*Trecho do texto:*
_ _ _ _ _

Passemos para um outro tópico mais emblemático: a confiança humana. Já escrevi um pequeno trabalho descrevendo como a essência da vida humana é a confiança uns nos outros. Mas as pessoas, ao se depararem com esta informação, tendem a considerar esta confiança como um espírito idealístico e “romantizado”. Não, a base real da convivência humana é a confiança, que é até mesmo superior a própria realidade dos fatos concretos, pois, caso levássemos em conta as vezes em que a confiança nas relações fora quebrada – e isto deveria servir de exemplo para que o ser humano jamais confiasse em outro -, não haveria mais sociedade em pé.
O homem, normalmente, confia no outro sem titubear, e, quando não confia, deixa de confiar em um ser humano em específico. É normal confiar no outro, e é anormal não confiar. Ou seja: o problema que paira nas relações humanas é a tensão de confiar e não confiar no outro. Quando caminhamos pela rua, não acreditamos que cada carro – que vai passar por nós – tem a intenção de nos atropelar. Quando entramos na fila da padaria, não tememos que alguém chegue por trás e simplesmente nos dê uma facada.

_ _ _ _ _

*Itens fornecidos:*
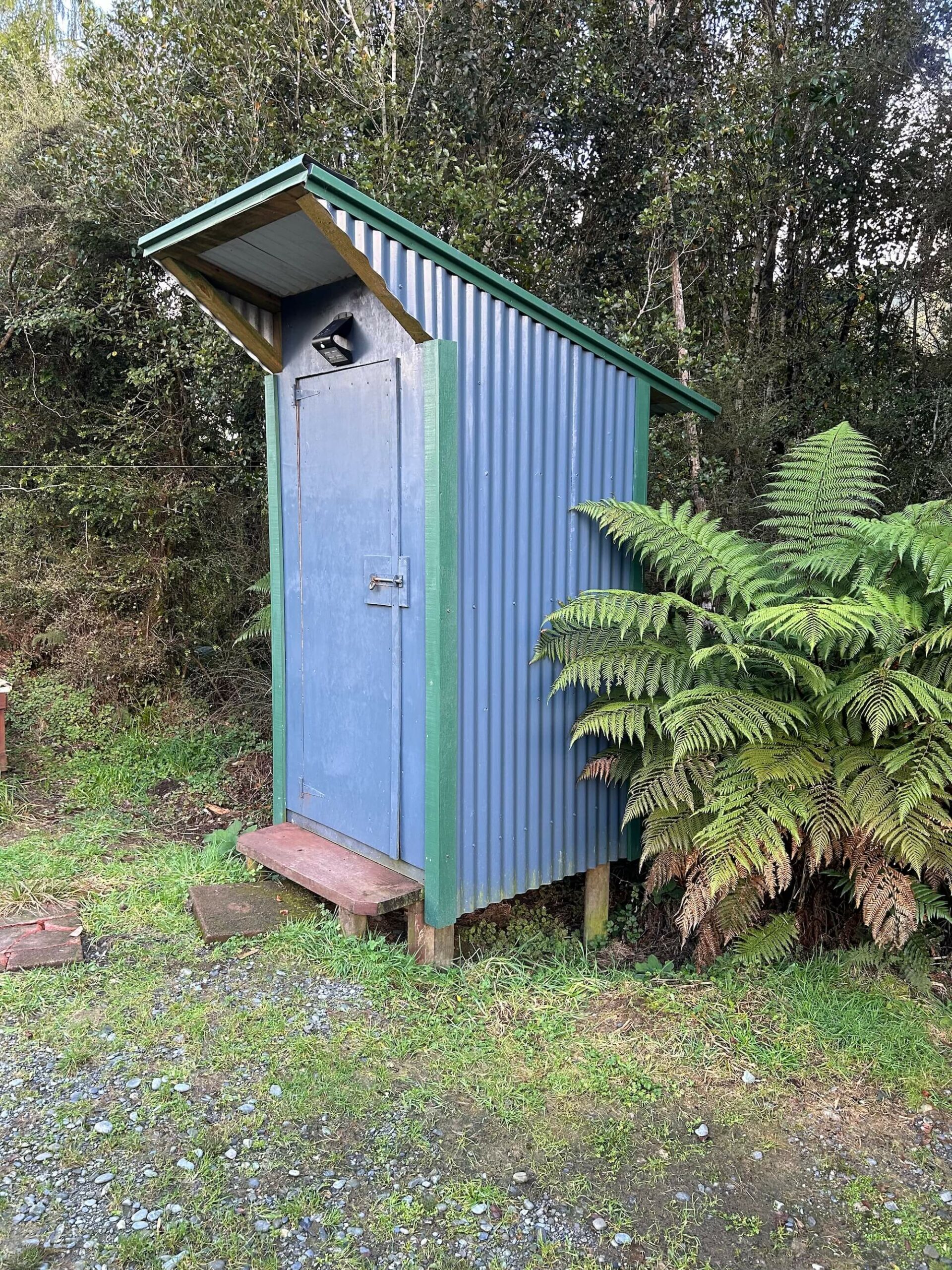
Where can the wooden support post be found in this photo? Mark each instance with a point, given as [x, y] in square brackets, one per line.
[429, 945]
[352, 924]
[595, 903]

_ _ _ _ _

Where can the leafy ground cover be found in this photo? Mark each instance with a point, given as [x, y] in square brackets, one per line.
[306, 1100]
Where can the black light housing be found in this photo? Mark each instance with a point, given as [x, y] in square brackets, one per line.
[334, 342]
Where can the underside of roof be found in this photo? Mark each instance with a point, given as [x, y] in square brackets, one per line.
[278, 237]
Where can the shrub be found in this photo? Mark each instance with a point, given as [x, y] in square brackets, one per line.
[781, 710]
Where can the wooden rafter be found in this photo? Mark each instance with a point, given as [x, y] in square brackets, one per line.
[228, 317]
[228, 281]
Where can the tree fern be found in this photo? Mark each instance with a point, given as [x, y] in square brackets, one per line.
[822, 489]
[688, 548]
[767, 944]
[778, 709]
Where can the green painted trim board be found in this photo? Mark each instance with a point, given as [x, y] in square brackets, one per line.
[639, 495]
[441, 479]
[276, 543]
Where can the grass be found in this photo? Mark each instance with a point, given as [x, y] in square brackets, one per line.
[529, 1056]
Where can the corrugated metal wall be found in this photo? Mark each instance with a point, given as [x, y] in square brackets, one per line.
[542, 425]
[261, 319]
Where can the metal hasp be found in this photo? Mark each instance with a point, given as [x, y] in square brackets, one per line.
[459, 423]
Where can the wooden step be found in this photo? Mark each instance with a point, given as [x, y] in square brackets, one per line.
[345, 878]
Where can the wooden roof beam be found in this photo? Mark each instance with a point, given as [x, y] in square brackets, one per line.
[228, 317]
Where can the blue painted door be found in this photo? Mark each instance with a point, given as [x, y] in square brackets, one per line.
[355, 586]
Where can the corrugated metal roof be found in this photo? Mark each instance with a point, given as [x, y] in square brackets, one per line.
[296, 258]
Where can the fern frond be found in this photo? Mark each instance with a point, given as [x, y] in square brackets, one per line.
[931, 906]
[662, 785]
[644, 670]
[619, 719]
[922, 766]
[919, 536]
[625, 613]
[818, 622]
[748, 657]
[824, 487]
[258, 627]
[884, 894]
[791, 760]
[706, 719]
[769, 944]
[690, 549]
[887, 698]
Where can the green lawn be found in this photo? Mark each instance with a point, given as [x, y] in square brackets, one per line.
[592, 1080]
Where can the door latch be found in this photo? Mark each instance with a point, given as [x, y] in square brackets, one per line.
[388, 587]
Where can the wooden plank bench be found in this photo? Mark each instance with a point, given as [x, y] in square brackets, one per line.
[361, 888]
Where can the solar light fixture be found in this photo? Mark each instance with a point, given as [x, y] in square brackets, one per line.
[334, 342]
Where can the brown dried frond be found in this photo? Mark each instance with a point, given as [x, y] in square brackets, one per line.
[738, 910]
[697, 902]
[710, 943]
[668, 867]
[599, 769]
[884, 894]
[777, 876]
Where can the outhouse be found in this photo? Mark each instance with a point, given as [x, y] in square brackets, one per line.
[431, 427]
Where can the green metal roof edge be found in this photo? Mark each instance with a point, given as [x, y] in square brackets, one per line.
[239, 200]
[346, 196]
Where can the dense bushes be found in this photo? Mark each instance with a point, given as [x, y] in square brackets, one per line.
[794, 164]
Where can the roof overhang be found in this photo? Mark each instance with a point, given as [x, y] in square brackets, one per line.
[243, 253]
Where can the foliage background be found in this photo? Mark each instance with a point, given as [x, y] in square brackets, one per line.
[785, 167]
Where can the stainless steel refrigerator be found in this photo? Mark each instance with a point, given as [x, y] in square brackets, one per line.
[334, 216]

_ _ _ _ _

*Conjunto de tarefas:*
#1 Reproduza o texto sobre a confiança humana de "O homem, normalmente, confia" até "dê uma facada.".
#2 Prossiga com o texto sobre a confiança humana a partir do ponto em que ele termina.

*Lista de respostas:*
#1
O homem, normalmente, confia no outro sem titubear, e, quando não confia, deixa de confiar em um ser humano em específico. É normal confiar no outro, e é anormal não confiar. Ou seja: o problema que paira nas relações humanas é a tensão de confiar e não confiar no outro. Quando caminhamos pela rua, não acreditamos que cada carro – que vai passar por nós – tem a intenção de nos atropelar. Quando entramos na fila da padaria, não tememos que alguém chegue por trás e simplesmente nos dê uma facada.

#2
O caminhoneiro não viaja pela estrada temendo que um homem atravesse de repente à sua frente para se matar – ou ainda, não viaja temendo que as placas de sinalização indiquem outra coisa que não aquilo que está sugerindo. Quando vamos trabalhar no mercado, não cremos que alguém pisará os pés lá dentro para fazer greve de fome. Quando um homem se casa com uma mulher, não se casa esperando que ela vai, no outro dia, abandoná-lo para seguir sua vida sozinha.
Quando o filho percebe a vida de seus pais, jamais se questiona se eles vão abandoná-lo na escolinha para nunca mais voltarem. Quando há desconfiança, é porque algo não está normal no íntimo de um ser humano, em específico, perante uma realidade concreta específica. Tudo isto evidencia o que antes estava oculto, quer dizer: todo um arcabouço de realidades que ignoramos, mas que lá estão presentes. Pois bem, a Confiança na convivência humana é uma destas realidades, assim como a Memória do Mundo é outra.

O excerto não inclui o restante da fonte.